* **EXERCISE OBJECTIVE**
Reproduce the material below word for word, line by line, with nothing changed.
--- BEGIN LISTED RECORDS ---
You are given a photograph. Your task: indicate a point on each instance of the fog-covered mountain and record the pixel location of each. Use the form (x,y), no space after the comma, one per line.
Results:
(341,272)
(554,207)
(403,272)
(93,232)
--- END LISTED RECORDS ---
* **COMPLETE ANSWER**
You are given a photograph. Your task: indicate a point on each instance of the fog-covered mountain and record the pixel location of each. Use the form (x,y), no space after the comma, one per line.
Results:
(341,272)
(554,207)
(403,272)
(93,232)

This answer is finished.